■ **Written exercise**: Copy out the data below, switching every "marker" to "pin" and keeping everything else the same. Leave the pictures out of your answer.

* Begin *

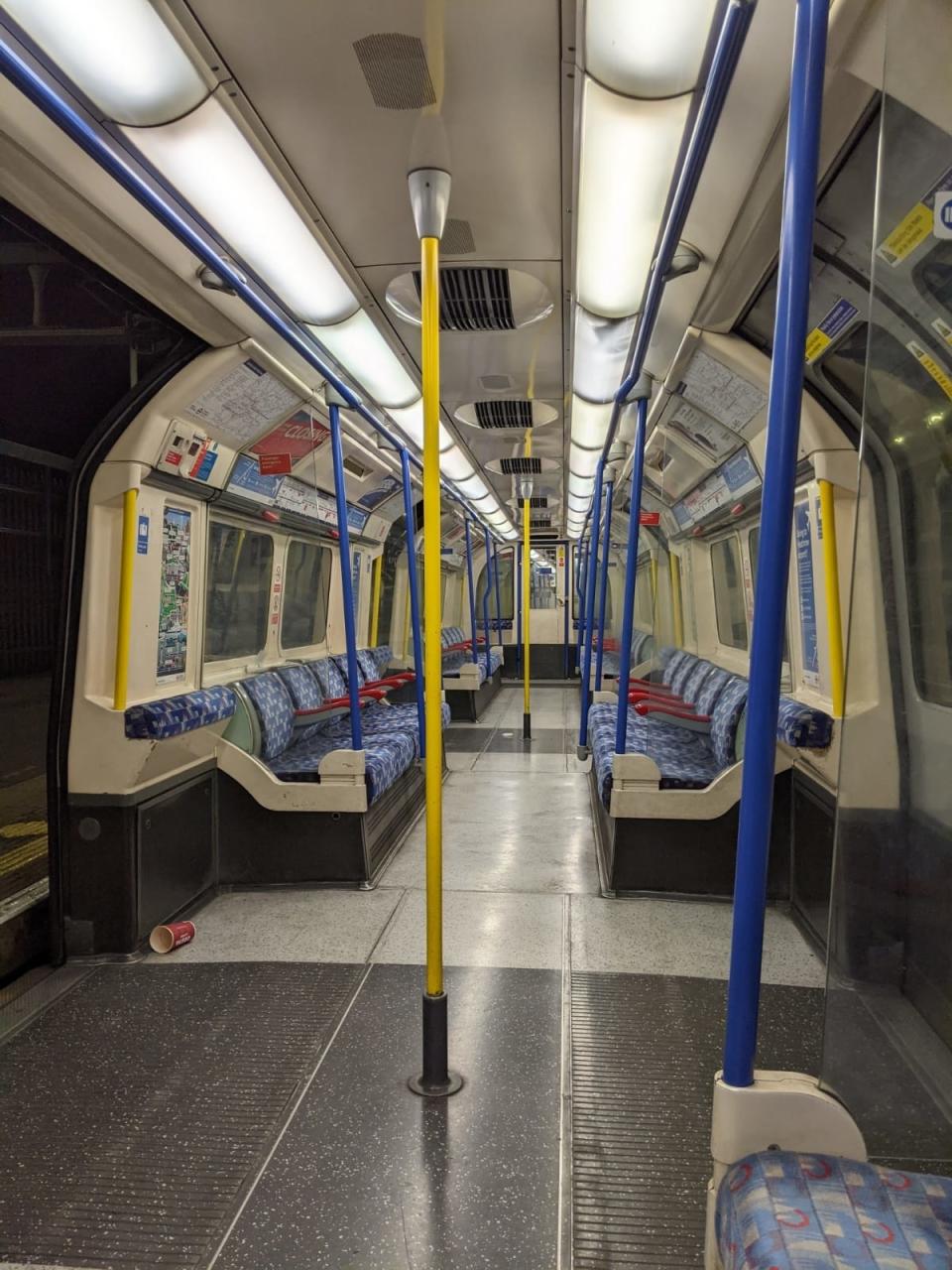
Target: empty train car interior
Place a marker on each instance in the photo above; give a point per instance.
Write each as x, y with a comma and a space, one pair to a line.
476, 634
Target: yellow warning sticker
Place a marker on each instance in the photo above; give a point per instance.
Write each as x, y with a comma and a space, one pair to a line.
911, 230
915, 226
932, 366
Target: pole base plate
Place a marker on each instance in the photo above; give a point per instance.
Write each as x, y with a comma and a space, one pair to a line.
435, 1088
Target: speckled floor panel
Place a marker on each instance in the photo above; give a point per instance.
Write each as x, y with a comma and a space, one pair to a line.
135, 1110
645, 1049
368, 1175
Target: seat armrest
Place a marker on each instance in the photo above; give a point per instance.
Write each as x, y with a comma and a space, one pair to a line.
680, 717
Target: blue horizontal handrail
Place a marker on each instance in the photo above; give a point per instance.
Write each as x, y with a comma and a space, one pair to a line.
89, 139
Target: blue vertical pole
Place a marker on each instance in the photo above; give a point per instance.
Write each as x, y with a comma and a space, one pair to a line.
603, 587
472, 589
414, 595
518, 612
347, 581
631, 572
495, 579
581, 559
566, 606
775, 521
485, 606
592, 571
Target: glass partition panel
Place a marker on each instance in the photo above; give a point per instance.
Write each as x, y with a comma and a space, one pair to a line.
889, 1005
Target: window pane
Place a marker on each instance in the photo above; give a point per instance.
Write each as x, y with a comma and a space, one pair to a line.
239, 590
912, 418
303, 619
506, 589
729, 593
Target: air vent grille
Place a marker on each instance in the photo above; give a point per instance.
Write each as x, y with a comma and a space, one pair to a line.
504, 414
397, 71
457, 238
495, 382
474, 299
521, 466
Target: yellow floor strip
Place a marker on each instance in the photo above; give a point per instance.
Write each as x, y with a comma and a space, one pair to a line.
22, 829
23, 855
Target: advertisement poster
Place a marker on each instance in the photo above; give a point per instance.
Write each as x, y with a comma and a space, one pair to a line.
298, 436
805, 592
173, 599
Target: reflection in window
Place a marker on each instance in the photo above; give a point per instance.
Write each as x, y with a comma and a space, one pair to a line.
543, 579
729, 592
506, 589
238, 593
912, 418
303, 619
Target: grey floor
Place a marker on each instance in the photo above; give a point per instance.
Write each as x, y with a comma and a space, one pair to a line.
361, 1173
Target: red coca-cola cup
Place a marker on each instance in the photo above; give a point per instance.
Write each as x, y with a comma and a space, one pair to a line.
173, 935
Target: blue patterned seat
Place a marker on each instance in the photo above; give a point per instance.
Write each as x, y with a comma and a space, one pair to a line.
803, 726
779, 1210
687, 760
388, 751
172, 716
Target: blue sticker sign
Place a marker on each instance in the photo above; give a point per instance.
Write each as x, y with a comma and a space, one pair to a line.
805, 593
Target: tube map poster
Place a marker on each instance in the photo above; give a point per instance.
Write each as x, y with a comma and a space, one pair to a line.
173, 602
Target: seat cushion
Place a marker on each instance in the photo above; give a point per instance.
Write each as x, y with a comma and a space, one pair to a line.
276, 711
327, 675
803, 726
725, 717
779, 1210
683, 757
386, 756
172, 716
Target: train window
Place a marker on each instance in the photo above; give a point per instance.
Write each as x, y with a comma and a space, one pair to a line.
729, 592
506, 590
303, 619
932, 277
239, 592
911, 414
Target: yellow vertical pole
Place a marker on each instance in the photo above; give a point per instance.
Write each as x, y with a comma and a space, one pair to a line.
123, 625
526, 604
830, 574
676, 606
433, 652
375, 598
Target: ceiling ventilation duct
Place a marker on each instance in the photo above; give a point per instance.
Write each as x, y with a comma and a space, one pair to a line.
397, 71
475, 298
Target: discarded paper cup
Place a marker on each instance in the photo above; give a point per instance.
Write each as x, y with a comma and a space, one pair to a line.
166, 939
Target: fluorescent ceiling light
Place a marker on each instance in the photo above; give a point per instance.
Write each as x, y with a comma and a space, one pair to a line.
599, 354
583, 462
366, 354
454, 463
647, 48
209, 163
409, 420
118, 53
580, 486
627, 148
589, 423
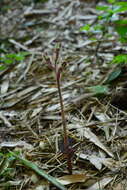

* End *

■ **Response to this task**:
Target: empty train car interior
Place a pin on each instance in the photo above; give a point per instance.
Write each as x, y with a comma and a space, one pair to a line.
476, 634
Target: yellow warning sticker
Place a pin on each instance in the photo above; give a point per instance.
Write each as x, y with a comma and a space, one pair to a line.
911, 230
915, 226
932, 366
Target: pole base plate
Place a pin on each instance in the photo above; give a point per instance.
Write each as x, y with a comma and a space, one pair to a line.
435, 1088
Target: speckled floor panel
Place a pin on each instance in the photo above; give a point per instance.
Write each as x, y with a comma and a space, one pair to a line.
135, 1110
645, 1049
368, 1175
Target: seat armrest
Place a pin on each instance in the photo above; give a point per instance.
Write each as x, y with a comma and a space, one pair to a line.
680, 717
Target: blue horizontal handrail
Place a pin on each instance in the photo above; give a point per instance.
Write each as x, y with a comma and a space, one pair to a line.
89, 139
Target: blue vertical pole
Place a pin on each instance in the photo above; give a point per instance.
Write each as x, y with a comma and a space, one pair to a line.
603, 587
472, 589
414, 595
518, 612
347, 581
631, 572
495, 579
581, 559
566, 606
775, 521
485, 606
592, 571
Target: glass partition panel
Place a pin on each instance in the photo above; give a point per instance.
Write each as x, y with a comma and a space, one pair to a line.
889, 1005
Target: window pane
Place a pin on each instance in the photo above; give a point per instance.
Write each as x, y with a comma and a space, one pair to a line.
239, 590
912, 418
303, 619
506, 589
729, 593
Target: air vent grille
Place a pin on each instance in the photo above; give a point per instance.
Write each as x, y with a comma and a space, one pair to a line.
504, 414
397, 71
457, 238
495, 382
474, 299
521, 466
Target: yellow floor strip
Place a pin on each instance in the photo above; give a point per instance.
Write each as x, y with a comma and a space, one pair to a line.
22, 829
23, 855
Target: advertisement poster
Place a pin on each instance in the photo above; give a point per instance.
Write each as x, y with a comma and a space, one pair to a line.
298, 436
805, 592
173, 599
Target: reflection in window
Place a pin on each instance in the photo above; give a point per instance.
Write each as x, y with a comma and a space, one pair to a line.
543, 579
729, 592
506, 589
238, 593
912, 418
303, 619
Target: grey floor
Place a pin on each instance in the photo above; give a point per instance.
Write each as x, y with a comma and a space, one pair to a line.
361, 1173
Target: red coca-cola cup
Place a pin on each instance in the photo above; give a point per instance.
Write each as x, y with a comma and a space, one pair to a line.
173, 935
Target: blue patterned seat
Place a pin on each instance in the photo above; give a point per instance.
Write each as x, y with a comma and a space, one pair to a line.
803, 726
779, 1210
687, 760
388, 751
172, 716
Target: blue sticker sign
Place a pin on each instance in the photo above; give a point per instance.
Write each as x, y with a comma and a space, one pair to a line.
805, 593
Target: tube map poster
Place a pin on each instance in the photo above; give a point per instance.
Write each as x, y with a comma and a space, one pair to a line.
173, 602
Target: seat cushion
Place a pin on each instance in the photo above; give a point per instance.
Write each as x, y with a comma and a space, one pair to a line.
276, 711
327, 675
803, 726
725, 717
779, 1210
683, 757
386, 756
172, 716
Target: train window
Place a pin on each instance in the photo above; give a point per instance.
Write each as x, y with a comma and a space, one pair to a line.
729, 592
506, 590
303, 619
932, 277
239, 592
911, 414
Target: yellow vertical pole
Place a pin on each instance in the photo above; give a point per instance.
Write each as x, y with a comma and a space, one pair to a line.
123, 625
526, 604
830, 574
676, 606
433, 652
375, 598
Target: ceiling ventilation duct
Place a pin on each instance in the photo above; give a point per instance.
Write each as x, y with a comma and a space, one pair to a line.
397, 71
475, 298
Target: discarded paper cup
Place a pin on each instance in the photo above; give a point per instance.
Write each as x, y with a comma and a space, one pair to a line.
166, 939
Target: fluorescent ceiling light
Place a pin on each instance in the photo above; give a point per instance.
Write each as x, y with a comma and a space, one pair to a line.
599, 354
583, 462
366, 354
454, 463
647, 48
209, 163
409, 420
118, 53
580, 486
627, 148
589, 423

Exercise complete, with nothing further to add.